Engagé dans le domaine socioprofessionnel, Ratheepan Pulendirarajah accompagne des adultes devant changer de métier pour des raisons de santé. CHANTAL DERVEY

Portrait d’un futur maître socioprofessionnel dont le parcours illustre la diversité du système de formation.

Enfant de la vallée de Joux, Ratheepan Pulendirarajah y a suivi toute sa scolarité et son apprentissage d’horloger. Aujourd’hui arrivé aux deux tiers de la formation de maître socioprofessionnel (MSP) et employé dans une institution de formation et d’intégration spécialisée, il veille avec trois collègues à la formation de futurs opérateurs ou opératrices en horlogerie.
Les bénéficiaires de l’Orif (Organisation romande pour l’intégration et la formation professionnelle) sont pour la majorité des adultes en reconversion professionnelle après un problème de santé. Ce sont également, dans une moindre mesure, des personnes souffrant de difficultés psychiques, de troubles de l’apprentissage ou de la personnalité. L’objectif de l’institution est de leur donner les moyens d’acquérir une formation certifiante dans un métier adapté aux difficultés spécifiques rencontrées. «L’encadrement social les aide à reprendre confiance, souligne Ratheepan Pulendirarajah. Les bénéficiaires ont besoin d’encouragement et d’accompagnement pour faire le deuil de leur ancien métier.»

Parcours par étapes
Les jeunes présentent parfois des troubles du comportement qu’il faut savoir gérer au quotidien. «Il y a moins de pression chez nous qu’en entreprise, mais l’objectif de l’institution est bien de donner aux bénéficiaires une formation reconnue leur permettant d’accéder au marché du travail. Notre atelier a récemment accueilli une boulangère passionnée par son métier qui a malheureusement développé une allergie à la farine. Elle avait connu un parcours scolaire difficile et envisageait avec appréhension de devoir suivre une nouvelle formation.» Ce sont des situations fréquentes qui ne laissent pas indifférent Ratheepan Pulendirarajah, ancien élève en difficulté: «J’ai moi-même un parcours dont je parle volontiers à nos bénéficiaires quand cela peut leur redonner confiance. Arrivé de l’étranger tout petit avec ma famille, j’ai dû faire ma place avec mon drôle de nom et ma couleur de peau différente.»

*Jeu de données*.
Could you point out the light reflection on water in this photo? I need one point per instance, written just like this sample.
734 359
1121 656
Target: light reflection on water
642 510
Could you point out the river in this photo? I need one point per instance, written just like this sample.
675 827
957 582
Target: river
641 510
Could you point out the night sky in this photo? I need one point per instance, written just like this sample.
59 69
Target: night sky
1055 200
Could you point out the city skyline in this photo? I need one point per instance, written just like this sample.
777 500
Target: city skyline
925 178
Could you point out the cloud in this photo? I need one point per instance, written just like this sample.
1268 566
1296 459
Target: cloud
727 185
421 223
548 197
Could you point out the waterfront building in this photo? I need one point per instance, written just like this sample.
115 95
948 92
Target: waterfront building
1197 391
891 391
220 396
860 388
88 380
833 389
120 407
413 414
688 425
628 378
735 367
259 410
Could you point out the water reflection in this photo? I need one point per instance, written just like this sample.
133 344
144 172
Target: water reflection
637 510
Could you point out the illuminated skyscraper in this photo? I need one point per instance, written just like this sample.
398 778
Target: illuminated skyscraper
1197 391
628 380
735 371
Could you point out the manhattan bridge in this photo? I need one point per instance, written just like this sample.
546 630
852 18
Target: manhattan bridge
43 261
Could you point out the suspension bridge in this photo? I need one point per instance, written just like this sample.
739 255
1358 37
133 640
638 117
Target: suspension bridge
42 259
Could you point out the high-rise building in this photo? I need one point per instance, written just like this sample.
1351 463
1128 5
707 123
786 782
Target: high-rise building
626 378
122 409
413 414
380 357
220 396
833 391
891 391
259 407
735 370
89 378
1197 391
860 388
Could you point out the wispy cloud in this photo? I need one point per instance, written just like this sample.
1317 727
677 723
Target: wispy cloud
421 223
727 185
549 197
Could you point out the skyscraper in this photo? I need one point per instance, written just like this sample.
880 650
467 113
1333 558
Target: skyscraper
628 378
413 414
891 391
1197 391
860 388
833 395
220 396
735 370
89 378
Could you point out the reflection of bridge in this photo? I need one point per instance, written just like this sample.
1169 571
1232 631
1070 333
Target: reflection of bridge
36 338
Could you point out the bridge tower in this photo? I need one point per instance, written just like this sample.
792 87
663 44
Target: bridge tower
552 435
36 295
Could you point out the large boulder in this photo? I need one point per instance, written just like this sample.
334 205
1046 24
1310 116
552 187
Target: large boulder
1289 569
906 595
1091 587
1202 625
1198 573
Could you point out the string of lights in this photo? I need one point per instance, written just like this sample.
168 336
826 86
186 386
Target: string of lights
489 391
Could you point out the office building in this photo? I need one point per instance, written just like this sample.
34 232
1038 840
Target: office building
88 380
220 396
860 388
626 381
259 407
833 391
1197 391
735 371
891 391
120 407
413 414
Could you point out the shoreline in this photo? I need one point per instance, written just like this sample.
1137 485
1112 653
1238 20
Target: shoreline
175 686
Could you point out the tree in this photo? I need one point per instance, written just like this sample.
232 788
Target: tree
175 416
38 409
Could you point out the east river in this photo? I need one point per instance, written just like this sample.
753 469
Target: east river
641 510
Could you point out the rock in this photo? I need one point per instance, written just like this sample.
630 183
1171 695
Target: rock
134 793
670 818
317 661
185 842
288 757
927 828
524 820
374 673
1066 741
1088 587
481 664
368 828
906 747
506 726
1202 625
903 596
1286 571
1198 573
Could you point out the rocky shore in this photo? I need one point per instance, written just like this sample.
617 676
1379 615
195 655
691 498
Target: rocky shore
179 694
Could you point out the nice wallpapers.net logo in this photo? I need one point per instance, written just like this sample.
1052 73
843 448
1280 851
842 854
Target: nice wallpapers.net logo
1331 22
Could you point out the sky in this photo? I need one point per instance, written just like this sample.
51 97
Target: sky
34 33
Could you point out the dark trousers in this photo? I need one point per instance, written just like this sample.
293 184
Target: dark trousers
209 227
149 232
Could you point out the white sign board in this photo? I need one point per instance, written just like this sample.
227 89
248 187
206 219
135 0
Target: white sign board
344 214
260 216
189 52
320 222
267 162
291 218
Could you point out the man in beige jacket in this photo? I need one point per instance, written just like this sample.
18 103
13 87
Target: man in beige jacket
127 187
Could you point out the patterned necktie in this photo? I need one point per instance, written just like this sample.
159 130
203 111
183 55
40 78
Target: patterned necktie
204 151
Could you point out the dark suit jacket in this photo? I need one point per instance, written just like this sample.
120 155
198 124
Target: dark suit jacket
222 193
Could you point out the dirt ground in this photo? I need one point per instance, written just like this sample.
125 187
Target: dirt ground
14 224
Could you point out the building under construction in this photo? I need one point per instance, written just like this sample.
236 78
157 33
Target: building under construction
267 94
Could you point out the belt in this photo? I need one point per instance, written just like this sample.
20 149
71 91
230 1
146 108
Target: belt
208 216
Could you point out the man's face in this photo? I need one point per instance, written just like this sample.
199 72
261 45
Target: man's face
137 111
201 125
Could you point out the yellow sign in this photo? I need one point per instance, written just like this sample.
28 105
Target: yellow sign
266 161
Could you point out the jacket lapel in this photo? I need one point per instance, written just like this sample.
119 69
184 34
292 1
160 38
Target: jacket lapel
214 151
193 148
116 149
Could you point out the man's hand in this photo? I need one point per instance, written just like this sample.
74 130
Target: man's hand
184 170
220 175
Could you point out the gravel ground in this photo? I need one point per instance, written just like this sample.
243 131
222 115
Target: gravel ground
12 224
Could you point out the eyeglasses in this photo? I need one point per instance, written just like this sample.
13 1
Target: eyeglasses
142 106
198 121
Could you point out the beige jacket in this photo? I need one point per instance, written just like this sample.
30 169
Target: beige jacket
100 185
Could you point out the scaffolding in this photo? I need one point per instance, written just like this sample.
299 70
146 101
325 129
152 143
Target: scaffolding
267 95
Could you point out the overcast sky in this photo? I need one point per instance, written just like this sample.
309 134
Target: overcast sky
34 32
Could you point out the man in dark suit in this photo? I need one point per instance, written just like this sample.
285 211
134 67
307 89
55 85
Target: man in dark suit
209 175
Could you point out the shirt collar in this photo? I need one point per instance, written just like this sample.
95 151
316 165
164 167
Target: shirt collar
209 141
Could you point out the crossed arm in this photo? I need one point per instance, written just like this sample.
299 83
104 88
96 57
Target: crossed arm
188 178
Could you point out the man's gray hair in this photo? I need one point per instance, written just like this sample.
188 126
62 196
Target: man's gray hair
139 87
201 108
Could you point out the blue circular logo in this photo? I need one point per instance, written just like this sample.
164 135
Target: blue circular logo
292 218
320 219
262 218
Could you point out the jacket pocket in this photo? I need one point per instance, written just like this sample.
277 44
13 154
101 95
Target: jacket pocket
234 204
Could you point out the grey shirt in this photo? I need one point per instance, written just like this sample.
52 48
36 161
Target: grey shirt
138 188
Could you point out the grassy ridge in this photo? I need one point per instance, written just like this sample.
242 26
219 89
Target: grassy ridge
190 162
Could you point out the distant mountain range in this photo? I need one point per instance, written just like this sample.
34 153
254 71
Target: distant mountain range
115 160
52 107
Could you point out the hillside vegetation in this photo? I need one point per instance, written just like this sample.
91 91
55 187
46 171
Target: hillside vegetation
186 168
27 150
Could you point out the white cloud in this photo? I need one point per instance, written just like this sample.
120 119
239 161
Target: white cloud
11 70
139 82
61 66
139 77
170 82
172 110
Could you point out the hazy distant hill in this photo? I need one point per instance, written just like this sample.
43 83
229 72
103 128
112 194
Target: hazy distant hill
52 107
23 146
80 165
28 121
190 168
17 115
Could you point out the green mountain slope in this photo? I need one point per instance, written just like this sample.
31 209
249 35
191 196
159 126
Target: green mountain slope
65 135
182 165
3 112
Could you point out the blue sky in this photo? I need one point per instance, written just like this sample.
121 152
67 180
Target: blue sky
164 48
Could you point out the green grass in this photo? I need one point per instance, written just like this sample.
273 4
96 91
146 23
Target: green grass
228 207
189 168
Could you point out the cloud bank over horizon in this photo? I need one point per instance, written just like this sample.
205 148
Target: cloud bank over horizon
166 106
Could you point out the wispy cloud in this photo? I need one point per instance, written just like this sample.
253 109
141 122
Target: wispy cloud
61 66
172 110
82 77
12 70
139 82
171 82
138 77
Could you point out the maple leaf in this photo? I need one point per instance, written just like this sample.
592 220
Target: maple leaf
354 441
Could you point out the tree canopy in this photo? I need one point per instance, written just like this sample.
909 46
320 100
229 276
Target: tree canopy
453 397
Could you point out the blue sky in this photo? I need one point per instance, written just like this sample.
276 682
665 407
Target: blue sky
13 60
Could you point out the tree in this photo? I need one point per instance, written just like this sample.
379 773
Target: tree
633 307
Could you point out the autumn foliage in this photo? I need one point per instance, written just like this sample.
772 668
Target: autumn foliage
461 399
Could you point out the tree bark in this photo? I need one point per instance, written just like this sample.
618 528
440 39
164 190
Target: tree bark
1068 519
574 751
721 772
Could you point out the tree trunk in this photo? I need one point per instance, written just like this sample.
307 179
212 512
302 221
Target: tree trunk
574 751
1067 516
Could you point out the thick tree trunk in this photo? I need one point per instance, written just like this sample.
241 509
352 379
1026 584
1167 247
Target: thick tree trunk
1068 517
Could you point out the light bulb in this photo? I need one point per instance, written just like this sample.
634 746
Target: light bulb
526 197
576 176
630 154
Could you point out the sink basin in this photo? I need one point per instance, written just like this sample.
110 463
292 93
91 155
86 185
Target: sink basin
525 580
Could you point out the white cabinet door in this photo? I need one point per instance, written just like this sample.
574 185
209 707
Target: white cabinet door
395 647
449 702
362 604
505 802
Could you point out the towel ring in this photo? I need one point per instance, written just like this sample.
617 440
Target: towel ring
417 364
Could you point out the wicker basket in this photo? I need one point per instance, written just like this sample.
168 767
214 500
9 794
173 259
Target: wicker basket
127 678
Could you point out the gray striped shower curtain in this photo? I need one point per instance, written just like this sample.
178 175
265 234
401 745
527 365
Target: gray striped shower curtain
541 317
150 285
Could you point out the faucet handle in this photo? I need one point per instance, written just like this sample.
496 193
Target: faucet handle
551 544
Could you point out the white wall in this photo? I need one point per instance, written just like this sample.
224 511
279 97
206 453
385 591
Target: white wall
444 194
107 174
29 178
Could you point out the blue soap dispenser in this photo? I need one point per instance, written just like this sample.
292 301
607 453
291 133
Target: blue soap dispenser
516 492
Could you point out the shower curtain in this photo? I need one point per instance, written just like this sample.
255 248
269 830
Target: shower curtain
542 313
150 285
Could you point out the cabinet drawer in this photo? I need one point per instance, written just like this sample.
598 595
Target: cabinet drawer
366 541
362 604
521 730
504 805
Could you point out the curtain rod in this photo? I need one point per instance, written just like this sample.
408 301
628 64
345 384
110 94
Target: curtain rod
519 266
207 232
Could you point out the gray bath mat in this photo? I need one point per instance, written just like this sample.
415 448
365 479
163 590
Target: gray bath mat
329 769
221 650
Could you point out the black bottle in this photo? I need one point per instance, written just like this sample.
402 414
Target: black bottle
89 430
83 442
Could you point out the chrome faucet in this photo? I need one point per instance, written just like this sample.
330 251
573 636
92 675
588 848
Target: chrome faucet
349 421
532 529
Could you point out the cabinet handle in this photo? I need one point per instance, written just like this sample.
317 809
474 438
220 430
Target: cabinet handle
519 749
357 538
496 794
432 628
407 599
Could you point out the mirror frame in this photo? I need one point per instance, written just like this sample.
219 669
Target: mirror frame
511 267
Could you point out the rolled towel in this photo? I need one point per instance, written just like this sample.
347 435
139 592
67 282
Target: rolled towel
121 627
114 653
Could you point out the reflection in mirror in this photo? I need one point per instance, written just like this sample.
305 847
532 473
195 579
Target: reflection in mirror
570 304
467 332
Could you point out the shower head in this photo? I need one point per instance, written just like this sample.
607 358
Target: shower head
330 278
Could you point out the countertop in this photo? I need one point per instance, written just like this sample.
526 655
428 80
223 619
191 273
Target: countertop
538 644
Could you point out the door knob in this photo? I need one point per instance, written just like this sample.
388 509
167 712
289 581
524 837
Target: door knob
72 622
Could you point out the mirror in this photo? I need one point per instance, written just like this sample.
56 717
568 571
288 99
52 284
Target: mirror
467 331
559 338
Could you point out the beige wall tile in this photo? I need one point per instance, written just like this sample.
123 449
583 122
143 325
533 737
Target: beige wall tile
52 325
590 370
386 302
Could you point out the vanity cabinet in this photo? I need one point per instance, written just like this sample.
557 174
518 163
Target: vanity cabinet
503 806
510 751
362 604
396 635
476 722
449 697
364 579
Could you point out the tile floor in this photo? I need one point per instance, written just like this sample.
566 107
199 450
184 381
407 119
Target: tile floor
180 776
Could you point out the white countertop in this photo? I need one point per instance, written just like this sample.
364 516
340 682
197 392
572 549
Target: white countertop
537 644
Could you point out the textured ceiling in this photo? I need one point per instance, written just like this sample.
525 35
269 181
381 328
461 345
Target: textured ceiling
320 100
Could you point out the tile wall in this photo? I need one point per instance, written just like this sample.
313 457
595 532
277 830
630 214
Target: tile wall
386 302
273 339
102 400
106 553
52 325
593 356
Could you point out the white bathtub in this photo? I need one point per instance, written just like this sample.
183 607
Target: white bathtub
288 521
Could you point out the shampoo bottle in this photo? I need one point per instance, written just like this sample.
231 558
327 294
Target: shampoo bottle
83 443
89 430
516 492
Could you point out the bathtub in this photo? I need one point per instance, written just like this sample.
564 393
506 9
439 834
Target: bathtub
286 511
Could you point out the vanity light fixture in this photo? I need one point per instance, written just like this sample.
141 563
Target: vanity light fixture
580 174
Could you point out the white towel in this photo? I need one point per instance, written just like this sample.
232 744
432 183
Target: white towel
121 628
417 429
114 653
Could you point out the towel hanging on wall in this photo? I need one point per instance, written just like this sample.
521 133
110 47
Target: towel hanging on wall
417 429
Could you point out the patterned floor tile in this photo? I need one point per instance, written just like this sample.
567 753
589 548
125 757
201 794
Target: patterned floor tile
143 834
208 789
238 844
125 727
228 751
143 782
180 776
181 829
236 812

*Énoncé 1*. Recopiez fidèlement le passage du portrait qui va de «Portrait d’un futur» à «opératrices en horlogerie.».
*Énoncé 2*.
Répondez aux questions suivantes d'après le portrait.
(a) Dans quelle région Ratheepan Pulendirarajah a-t-il fait sa scolarité et son apprentissage d'horloger ?
(b) Avec combien de collègues assure-t-il la formation des futurs opérateurs et opératrices en horlogerie ?
(c) À quoi la boulangère accueillie dans l'atelier est-elle devenue allergique ?
*Énoncé 3*. Poursuivez le portrait de Ratheepan Pulendirarajah à partir de sa dernière phrase.

*Corrigé 1*.
Portrait d’un futur maître socioprofessionnel dont le parcours illustre la diversité du système de formation.

Enfant de la vallée de Joux, Ratheepan Pulendirarajah y a suivi toute sa scolarité et son apprentissage d’horloger. Aujourd’hui arrivé aux deux tiers de la formation de maître socioprofessionnel (MSP) et employé dans une institution de formation et d’intégration spécialisée, il veille avec trois collègues à la formation de futurs opérateurs ou opératrices en horlogerie.

*Corrigé 2*.
(a) Dans la vallée de Joux.
(b) Avec trois collègues.
(c) À la farine.

*Corrigé 3*.
Il se remémore ses années d’enfance où l’école ne lui a pas laissé que des bons souvenirs. «J’ai dû m’accrocher. De la voie secondaire à options (aujourd’hui VG, voie générale, niveau 1), je suis passé par l’Opti (aujourd’hui École de la transition) avant de trouver ma voie et reprendre confiance en moi.»
Son insertion professionnelle s’est déroulée par étapes, tirant parti de la souplesse du système de formation suisse. C’est une évaluation d’un stage en mécanique qui a été un premier pas vers le succès. «Mon maître de stage m’a trouvé si minutieux et précis qu’il m’a conseillé de me former plutôt dans l’horlogerie, ce que j’ai fait en commençant par l’apprentissage en deux ans d’opérateur en horlogerie, pour assurer les bases.»
Boosté par ses excellents résultats, il a ensuite enchaîné avec le certificat fédéral de capacité d’horloger de production, complété par une formation d’un an dans les méthodes industrielles, en parallèle à un emploi dans une entreprise combière.

Savoir rebondir
Un accident de sport a réorienté le parcours professionnel de Ratheepan Pulendirarajah. Gravement blessé à une épaule lors d’un match de handball, le jeune horloger a dû envisager une reconversion qui l’a conduit, via la Suva et l’AI, à l’Orif pour effectuer un stage en dessin industriel. «La position typique de l’horloger pendant des heures à l’établi ne m’était plus possible. Je ne pouvais plus répondre aux exigences de la production en entreprise.»
C’est au cours de ce stage qu’il a appris l’existence, dans l’institution, d’un atelier consacré à la formation horlogère. «Côtoyer des personnes en difficulté m’a donné le goût du social, raconte Ratheepan Pulendirarajah. J’ai eu la chance de commencer à l’Orif, comme formateur. J’ai suivi depuis le cours de formateur en entreprise, puis la formation d’expert aux examens, et maintenant la formation de maître socioprofessionnel.»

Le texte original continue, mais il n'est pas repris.